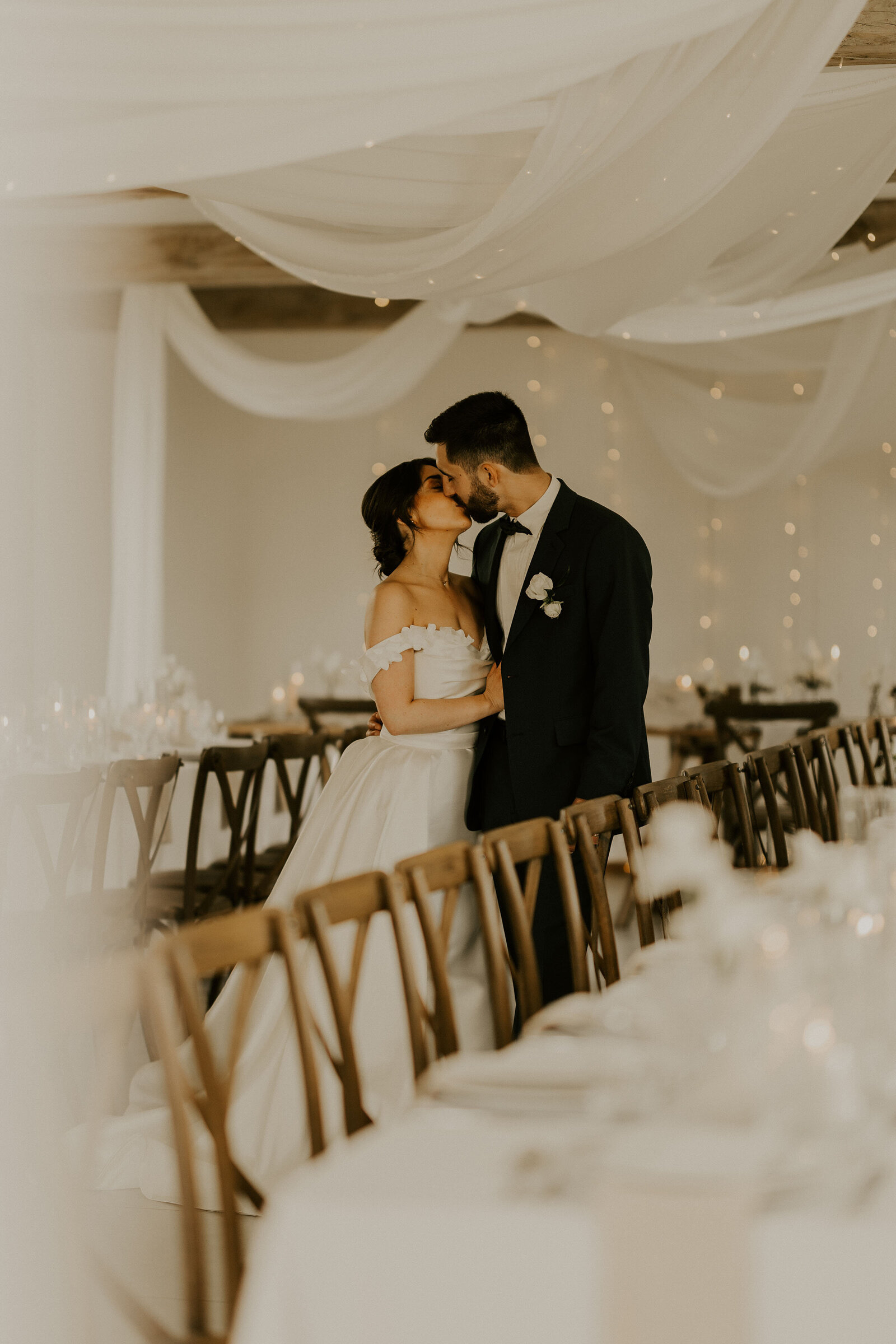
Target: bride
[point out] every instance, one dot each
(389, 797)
==
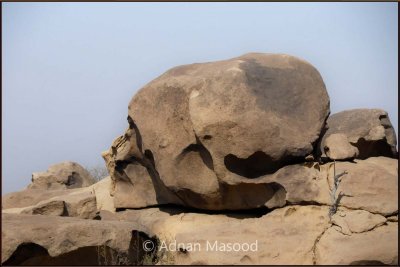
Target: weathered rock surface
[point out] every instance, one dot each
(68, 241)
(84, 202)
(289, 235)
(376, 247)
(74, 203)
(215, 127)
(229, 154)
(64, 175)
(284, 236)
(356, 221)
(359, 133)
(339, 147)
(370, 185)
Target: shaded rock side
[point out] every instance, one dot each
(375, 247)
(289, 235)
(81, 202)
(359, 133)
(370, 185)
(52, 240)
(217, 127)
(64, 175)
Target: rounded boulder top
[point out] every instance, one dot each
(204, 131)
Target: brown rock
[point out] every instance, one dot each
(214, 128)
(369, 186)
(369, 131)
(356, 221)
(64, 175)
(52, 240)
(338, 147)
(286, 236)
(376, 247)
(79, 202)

## WHAT IS NEEDED:
List every line in the items above that contains the word "Target". Upper and lower case count, so match them.

## SOLUTION TO THIS TASK:
Target: bride
Target: weathered rock surface
Target: shaded rock side
Target: rounded boulder top
Target: brown rock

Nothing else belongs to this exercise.